• [Task]
Please answer these questions from the review below:
1. Which company presents the play?
2. Who wrote the play?
3. What does Smock Alley Boys School bring to mind?

• [Page]
**********
The Dead Woman’s Son

Maylin Productions present 'The Dead Woman's Son' by Rua O'Donnachu in Smock Alley Boys School.

Maylin Productions present 'The Dead Woman's Son' by Rua O'Donnachu in Smock Alley Boys School.

Smock Alley Boys School is, perhaps, the most atmospheric theatre in the city. With its exposed brick, declining gangway and multi-storey viewpoints it brings to mind one of those Victorian Asylums where the public used to come to observe the mentally ill. Hence, it lends itself to plays that delve into the mind, that excavate fractured psyches and mount them as art. But the building often bears the burden when companies become overwhelmed by the possibilities the space provides and forget that the play is the thing. This is the case for Maylin Productions and The Dead Woman's Son.
**********
• [Excerpted records]
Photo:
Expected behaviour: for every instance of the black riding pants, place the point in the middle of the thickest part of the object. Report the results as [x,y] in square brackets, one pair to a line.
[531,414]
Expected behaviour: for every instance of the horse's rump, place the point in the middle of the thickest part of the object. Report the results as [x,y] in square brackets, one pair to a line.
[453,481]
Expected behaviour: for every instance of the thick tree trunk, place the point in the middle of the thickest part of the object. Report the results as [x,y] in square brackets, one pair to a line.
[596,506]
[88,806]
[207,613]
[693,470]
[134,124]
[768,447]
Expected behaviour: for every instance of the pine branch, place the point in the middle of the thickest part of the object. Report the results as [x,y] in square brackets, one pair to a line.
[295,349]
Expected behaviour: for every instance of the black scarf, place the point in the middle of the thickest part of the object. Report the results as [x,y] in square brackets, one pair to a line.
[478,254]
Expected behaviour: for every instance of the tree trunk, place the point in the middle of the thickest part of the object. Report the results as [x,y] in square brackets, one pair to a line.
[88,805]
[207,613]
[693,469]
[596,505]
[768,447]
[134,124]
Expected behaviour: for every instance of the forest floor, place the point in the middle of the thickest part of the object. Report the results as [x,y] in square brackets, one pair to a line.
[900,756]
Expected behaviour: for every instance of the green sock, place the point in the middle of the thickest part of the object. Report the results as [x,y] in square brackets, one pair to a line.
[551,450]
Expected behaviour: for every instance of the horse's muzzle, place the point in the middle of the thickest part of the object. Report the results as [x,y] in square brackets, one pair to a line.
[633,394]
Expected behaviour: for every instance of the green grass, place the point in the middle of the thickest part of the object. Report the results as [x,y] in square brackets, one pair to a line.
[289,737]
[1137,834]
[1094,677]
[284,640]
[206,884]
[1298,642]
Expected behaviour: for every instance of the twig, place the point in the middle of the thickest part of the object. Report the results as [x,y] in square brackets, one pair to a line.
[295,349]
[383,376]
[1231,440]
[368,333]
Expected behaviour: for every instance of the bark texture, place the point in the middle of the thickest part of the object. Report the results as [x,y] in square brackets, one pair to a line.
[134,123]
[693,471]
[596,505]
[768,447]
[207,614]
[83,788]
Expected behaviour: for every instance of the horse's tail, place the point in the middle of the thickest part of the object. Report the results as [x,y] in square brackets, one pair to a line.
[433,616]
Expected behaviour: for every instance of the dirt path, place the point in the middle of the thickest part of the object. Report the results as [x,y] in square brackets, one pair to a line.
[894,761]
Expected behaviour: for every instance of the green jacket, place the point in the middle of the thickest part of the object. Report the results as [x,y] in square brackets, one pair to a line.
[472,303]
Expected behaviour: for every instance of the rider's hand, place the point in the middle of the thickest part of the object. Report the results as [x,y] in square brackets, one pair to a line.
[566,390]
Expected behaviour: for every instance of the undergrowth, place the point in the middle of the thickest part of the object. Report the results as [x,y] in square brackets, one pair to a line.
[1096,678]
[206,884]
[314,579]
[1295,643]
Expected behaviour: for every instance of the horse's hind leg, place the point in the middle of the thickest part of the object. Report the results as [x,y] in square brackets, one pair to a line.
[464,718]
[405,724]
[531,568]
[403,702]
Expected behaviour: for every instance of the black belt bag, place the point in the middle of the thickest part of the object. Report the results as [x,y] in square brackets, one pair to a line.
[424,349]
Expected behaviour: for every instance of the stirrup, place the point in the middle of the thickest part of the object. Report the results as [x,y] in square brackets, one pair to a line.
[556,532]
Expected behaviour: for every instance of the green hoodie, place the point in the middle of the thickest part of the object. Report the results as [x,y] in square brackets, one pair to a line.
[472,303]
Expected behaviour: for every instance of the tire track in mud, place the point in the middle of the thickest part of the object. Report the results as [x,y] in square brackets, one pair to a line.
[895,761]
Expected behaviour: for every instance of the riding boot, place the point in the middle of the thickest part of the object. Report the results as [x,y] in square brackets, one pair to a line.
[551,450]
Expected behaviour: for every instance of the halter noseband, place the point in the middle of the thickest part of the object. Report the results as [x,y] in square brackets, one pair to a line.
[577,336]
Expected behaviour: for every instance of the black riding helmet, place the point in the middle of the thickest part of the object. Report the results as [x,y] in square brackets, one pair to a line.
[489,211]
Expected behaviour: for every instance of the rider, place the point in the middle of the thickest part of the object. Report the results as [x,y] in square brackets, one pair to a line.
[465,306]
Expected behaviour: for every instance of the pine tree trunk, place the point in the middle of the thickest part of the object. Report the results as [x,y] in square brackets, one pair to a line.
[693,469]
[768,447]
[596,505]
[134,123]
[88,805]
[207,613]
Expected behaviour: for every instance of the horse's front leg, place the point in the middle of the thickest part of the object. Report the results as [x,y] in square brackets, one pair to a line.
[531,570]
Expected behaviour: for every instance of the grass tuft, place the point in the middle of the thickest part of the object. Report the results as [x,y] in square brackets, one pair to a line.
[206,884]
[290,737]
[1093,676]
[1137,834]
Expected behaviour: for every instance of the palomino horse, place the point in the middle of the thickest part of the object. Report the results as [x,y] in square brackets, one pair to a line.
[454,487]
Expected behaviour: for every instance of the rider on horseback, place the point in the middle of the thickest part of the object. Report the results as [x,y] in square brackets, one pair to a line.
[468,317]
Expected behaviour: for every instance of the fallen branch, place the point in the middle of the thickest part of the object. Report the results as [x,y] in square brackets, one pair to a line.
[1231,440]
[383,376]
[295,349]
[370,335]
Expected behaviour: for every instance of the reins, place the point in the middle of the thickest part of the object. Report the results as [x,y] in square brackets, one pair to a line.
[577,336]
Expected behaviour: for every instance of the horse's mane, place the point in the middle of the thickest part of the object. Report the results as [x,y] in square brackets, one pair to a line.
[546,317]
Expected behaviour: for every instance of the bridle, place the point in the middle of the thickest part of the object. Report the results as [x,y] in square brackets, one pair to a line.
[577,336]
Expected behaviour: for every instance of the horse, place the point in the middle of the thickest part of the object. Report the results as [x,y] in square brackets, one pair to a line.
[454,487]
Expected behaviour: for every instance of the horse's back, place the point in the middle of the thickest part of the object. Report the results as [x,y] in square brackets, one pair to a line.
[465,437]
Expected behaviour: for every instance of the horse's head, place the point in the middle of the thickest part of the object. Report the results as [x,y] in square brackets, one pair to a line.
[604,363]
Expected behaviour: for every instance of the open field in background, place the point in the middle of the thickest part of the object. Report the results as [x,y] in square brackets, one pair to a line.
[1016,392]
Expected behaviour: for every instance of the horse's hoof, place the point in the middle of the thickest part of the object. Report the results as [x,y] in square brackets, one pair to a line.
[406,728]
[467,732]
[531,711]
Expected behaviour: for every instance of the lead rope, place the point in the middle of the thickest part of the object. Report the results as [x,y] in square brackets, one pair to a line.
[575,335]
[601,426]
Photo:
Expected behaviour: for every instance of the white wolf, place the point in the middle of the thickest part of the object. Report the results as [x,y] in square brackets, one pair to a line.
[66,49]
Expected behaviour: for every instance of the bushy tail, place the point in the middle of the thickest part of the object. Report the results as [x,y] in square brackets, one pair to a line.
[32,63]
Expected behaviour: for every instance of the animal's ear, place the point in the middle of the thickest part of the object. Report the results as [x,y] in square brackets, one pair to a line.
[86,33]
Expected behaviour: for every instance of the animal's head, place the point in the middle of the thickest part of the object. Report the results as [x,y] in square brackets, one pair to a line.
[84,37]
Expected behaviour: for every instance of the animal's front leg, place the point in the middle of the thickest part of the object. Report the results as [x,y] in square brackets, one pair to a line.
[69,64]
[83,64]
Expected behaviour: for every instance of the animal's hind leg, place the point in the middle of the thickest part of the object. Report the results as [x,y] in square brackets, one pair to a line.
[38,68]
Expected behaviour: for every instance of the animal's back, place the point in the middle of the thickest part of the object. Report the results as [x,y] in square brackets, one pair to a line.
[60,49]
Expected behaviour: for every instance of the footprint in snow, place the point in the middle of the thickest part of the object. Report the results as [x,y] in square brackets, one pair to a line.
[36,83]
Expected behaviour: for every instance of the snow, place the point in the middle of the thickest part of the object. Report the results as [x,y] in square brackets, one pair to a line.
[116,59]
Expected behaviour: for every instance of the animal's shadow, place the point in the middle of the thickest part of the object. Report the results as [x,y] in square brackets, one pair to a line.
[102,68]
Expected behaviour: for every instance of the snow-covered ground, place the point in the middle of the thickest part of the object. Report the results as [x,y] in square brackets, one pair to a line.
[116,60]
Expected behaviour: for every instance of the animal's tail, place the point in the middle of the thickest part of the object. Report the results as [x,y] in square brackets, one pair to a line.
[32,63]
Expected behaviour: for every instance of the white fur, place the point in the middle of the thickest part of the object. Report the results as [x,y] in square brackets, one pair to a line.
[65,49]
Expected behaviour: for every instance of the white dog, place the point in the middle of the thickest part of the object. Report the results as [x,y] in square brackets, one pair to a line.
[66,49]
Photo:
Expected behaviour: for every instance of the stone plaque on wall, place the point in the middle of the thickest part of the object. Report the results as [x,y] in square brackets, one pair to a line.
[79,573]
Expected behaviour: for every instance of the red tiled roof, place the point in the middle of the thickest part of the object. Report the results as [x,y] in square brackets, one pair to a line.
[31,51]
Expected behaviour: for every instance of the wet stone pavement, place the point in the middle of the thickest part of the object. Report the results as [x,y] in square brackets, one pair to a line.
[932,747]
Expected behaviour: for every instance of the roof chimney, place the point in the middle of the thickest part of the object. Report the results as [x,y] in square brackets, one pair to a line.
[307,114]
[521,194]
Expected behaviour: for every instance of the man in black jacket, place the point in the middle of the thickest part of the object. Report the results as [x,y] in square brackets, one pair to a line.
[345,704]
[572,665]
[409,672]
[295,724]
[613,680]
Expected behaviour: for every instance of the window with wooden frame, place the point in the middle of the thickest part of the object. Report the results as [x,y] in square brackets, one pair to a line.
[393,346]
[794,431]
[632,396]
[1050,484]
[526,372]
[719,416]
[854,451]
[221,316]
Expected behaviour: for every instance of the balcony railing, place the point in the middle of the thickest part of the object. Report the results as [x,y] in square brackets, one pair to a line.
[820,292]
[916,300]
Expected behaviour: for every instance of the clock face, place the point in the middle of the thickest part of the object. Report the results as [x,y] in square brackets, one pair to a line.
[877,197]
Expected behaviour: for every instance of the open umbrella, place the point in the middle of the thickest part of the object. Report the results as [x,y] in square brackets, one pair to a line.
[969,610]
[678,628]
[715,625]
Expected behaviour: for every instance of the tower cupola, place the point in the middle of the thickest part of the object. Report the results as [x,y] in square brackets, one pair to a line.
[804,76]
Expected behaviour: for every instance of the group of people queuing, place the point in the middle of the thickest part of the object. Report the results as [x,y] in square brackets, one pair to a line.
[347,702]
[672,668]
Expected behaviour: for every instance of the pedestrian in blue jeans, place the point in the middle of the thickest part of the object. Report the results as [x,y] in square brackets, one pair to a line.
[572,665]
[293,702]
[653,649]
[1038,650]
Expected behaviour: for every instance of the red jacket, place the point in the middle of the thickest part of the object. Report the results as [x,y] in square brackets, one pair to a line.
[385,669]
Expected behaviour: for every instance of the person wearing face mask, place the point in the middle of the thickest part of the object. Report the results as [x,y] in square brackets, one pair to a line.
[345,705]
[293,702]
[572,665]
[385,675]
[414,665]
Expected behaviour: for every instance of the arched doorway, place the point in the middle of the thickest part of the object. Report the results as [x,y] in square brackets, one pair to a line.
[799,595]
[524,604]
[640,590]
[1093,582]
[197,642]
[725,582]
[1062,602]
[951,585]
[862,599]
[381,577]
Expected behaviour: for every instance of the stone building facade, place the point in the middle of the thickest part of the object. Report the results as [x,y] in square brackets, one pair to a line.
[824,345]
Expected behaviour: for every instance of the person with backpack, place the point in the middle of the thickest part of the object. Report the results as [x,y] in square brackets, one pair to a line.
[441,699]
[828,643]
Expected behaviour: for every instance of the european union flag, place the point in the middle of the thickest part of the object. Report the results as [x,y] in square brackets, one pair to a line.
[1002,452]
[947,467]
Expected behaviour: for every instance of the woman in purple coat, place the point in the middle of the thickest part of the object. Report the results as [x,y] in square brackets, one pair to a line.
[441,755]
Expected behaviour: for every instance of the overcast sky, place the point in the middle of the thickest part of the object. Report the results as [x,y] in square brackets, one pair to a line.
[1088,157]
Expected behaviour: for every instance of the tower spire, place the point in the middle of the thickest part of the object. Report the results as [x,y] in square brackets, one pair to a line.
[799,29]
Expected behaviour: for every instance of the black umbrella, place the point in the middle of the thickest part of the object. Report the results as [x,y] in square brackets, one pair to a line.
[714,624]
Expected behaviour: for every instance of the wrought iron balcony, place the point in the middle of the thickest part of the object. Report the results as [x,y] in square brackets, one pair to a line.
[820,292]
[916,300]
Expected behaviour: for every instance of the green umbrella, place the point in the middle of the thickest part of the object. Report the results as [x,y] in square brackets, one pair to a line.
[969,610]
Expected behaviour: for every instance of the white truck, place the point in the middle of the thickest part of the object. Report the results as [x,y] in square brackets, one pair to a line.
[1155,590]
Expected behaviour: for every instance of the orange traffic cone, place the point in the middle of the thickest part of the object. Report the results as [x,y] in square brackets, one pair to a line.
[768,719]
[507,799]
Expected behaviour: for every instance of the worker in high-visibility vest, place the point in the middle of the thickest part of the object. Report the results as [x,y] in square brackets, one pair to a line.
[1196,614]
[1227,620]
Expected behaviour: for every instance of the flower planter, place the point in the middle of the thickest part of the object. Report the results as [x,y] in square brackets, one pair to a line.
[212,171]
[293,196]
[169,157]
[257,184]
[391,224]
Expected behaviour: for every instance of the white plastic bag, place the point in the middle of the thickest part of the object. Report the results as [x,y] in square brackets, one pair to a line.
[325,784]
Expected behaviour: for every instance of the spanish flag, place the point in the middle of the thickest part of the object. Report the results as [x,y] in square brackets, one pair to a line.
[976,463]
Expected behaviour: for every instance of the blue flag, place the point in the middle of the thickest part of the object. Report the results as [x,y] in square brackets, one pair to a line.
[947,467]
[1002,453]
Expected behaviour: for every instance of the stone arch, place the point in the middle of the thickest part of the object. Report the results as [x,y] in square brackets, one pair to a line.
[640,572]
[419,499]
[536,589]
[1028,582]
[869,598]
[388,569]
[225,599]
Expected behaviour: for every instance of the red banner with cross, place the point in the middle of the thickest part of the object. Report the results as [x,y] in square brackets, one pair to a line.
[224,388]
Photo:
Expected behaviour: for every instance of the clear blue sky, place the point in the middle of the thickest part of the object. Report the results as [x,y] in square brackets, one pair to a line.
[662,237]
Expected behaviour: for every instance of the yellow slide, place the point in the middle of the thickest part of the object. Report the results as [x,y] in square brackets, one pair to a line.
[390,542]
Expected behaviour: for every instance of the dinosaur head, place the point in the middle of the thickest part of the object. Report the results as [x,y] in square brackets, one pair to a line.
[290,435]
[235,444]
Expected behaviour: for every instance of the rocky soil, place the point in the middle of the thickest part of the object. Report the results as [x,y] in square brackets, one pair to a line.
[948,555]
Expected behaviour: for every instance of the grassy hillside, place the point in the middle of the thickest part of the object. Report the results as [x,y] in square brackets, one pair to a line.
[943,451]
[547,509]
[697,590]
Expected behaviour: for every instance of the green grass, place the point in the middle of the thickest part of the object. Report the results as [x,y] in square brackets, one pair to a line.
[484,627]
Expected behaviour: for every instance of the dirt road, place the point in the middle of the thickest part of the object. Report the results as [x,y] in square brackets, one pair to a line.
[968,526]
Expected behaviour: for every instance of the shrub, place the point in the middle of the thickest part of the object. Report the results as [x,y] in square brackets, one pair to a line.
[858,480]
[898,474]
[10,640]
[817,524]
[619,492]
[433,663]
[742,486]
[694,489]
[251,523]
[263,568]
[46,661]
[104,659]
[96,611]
**********
• [Final result]
1. Maylin Productions
2. Rua O'Donnachu
3. One of those Victorian Asylums where the public used to come to observe the mentally ill